TASK SET:
**a.** According to the article on 9/11 injury claims, what total amount did the federal compensation fund pay out?
**b.** List the groups of workers that the article on 9/11 injury claims says are suing the city.
**c.** Carry the article on 9/11 injury claims forward from its last sentence.

─── DOCUMENT TEXT

A federal compensation fund for those affected was established shortly after the tragedy and paid out a total of about $7 billion to the families of those whose injuries and deaths were determined a result of the 9/11 attacks.
Another 11,000 firefighters, police officers and other emergency workers are suing the city for injuries they say were caused by working at the World Trade Center site. The claims have left rescue workers and the city embroiled in a years-long legal battle that shows no sign of reaching a conclusion soon. The city could face $1 billion or more in liability if it is found to be negligent for failing to protect workers.
Kenneth Feinberg, who was special master of the September 11 Victim Compensation Fund, says the effect of the Zadroga case on these cases will most likely be minimal.
"The cases are so specific to the individual, in terms of the medical corroboration, the exposure to dust on 9/11," he says. "It's better not to draw long-term conclusions from one case about the thousands of other cases."
And Mark Bern, one of the lawyers who represents rescue workers who say their health was affected, agrees that the Zadroga case, while symbolic, will have "no bearing" on his cases.

──────
─── RECORD SET

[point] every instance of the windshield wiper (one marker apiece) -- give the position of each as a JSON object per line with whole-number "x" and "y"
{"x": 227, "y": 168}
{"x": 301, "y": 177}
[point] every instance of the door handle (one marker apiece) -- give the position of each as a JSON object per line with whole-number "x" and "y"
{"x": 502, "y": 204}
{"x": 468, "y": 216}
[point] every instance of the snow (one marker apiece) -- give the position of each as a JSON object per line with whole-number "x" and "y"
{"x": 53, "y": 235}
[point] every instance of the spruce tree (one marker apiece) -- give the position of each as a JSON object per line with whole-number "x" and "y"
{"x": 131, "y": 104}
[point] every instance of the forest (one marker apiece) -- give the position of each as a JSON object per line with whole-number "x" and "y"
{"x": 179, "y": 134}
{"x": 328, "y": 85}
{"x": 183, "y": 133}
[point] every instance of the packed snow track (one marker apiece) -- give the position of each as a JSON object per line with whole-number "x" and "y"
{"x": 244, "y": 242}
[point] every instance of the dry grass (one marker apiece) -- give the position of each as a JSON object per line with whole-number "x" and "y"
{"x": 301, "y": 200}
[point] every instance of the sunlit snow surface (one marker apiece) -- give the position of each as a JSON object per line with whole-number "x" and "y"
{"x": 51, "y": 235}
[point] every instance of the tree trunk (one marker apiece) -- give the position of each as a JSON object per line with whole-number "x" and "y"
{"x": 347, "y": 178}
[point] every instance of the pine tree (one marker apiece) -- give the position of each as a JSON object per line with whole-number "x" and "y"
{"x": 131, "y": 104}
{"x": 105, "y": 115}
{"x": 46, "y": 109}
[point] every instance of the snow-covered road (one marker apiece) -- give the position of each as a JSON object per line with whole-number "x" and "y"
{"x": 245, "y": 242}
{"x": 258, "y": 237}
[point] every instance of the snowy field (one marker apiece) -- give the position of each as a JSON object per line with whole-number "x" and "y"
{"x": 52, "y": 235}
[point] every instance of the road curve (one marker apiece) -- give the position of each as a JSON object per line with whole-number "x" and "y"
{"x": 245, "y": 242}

──────

RESPONSES FOR EACH TASK:
**a.** About $7 billion, paid to the families of those whose injuries and deaths were determined to be a result of the 9/11 attacks.

**b.** Firefighters, police officers, and other emergency workers.

**c.**
"There are a multitude of studies to show that dust was harmful, that the air was bad" and that the air caused injury to the workers, he says.
Nonetheless, lawyers for the city of New York have already taken steps to discredit some of the injury claims aimed at the city. In May, lawyers said in court papers that a review of medical records showed that one out of every three of those claiming injury are not seriously ill -- and that hundreds may not be ill at all. "Certain plaintiffs allege injuries that could never be related to exposure at the WTC Site," they wrote.
The statements have been attacked by the claimants' attorneys.
While denying liability for the injured workers, the city and New York's congressional delegation are pushing for the federal government to reopen the compensation fund. That drawn- out battle has left many workers claiming injuries, such as Riches, bitter.
"The ultimate thing is this catastrophe happened," said Jeffrey Goldberg, a lawyer representing several hundred firefighters. "Now a lot of first responders are getting shortchanged because of a political battle between the city of New York and Washington."
Working in the claimants' favor may be the fact that in the days and weeks after the collapse of the towers, the vicinity of the smoking pile of rubble, glass, metal and asbestos was a very unhealthy place to be.
According to at least one study, published in May 2007 in the medical journal Chest, those who inhaled the airborne cocktail of chemicals and dust at the WTC site appear to have increased their risk of sarcoidosis, a condition in which the body's immune system triggers uncontrolled inflammation. This inflammation wreaks havoc on the lungs and, less commonly, on other internal organs.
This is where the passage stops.